• Document segment
☆ ☆ ☆ ☆ ☆ ☆ ☆
Logic suggests that you would want to encrypt in a way that can easily be decoded so that you can retrieve values from the database, but in most cases this is not a good idea and is usually unnecessary. Say for example we identified who a person was by asking for their credit card number; the encrypted form of the number is in a database and we would simply encrypt the input in the same way and check that it matched the one in the database. We do not need the actual number from the database since an authorized person would already know what it is and would not benefit from seeing the number on the screen.
One-way encryption of selected data such as this can provide that extra layer of security for details that even you as the site owner do not need to know. Passwords are often protected in this way so that even if someone got hold of the database they would be unable to use most of the information to do much harm to an individual's account or the server, assuming that is, that the problem has recognised, identified and addressed.
Something to Hide?
☆ ☆ ☆ ☆ ☆ ☆ ☆
• Data provided
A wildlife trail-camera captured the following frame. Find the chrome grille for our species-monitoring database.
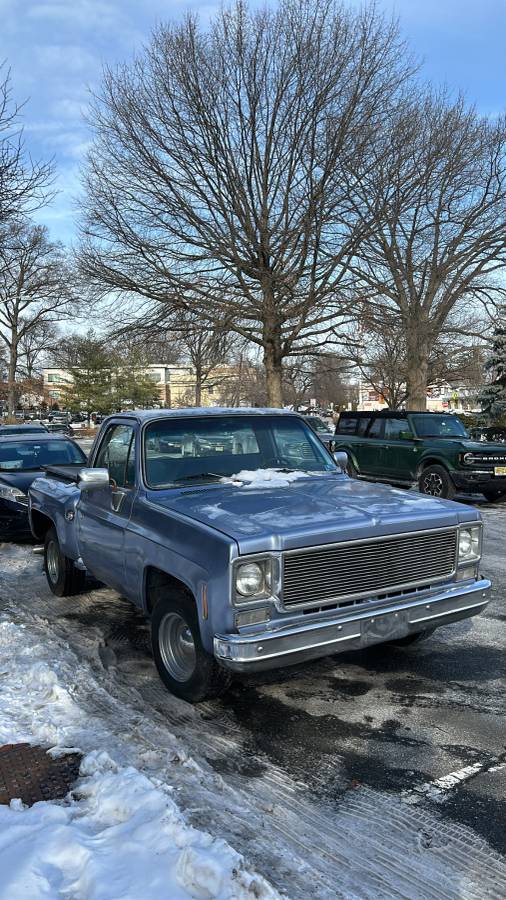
[283,528,457,607]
☆ ☆ ☆ ☆ ☆ ☆ ☆
• Given request 1
Output the section of the database encryption passage starting with "One-way encryption of" and going on through "identified and addressed.", word for word.
• Given request 2
Answer these from the database encryption passage:
(a) In the example of identifying a person, what are they asked for?
(b) What kind of data does the passage say is often protected with one-way encryption?
(c) Why would an authorized person not benefit from seeing the number on the screen?
• Given request 3
Write the next part of the database encryption passage, following on after its last line, "Something to Hide?"

• Task response 1
One-way encryption of selected data such as this can provide that extra layer of security for details that even you as the site owner do not need to know. Passwords are often protected in this way so that even if someone got hold of the database they would be unable to use most of the information to do much harm to an individual's account or the server, assuming that is, that the problem has recognised, identified and addressed.

• Task response 2
(a) Their credit card number.
(b) Passwords.
(c) Because they would already know what the number is.

• Task response 3
The more you try to hide the existence of anything, the more desirable and intriguing it becomes; curiosity can drive people to do desperate things to learn exactly what it is that they shouldn't be seeing. Perhaps then you should expect some curious people or bots to test your site to see what they might find of interest.
Of course the best way of protecting your most sensitive data is to store it on a computer that is not connected to the Internet or any other network; however this makes sharing and using the information more difficult. Uploading to a server is the easiest way to distribute such data while allowing a certain degree of interactivity when necessary; but it is not without its risks.
Remember you can no longer simply upload the files and hope that no one else finds them; given time they will be found, and there are better ways of ensuring that confidential information stays private!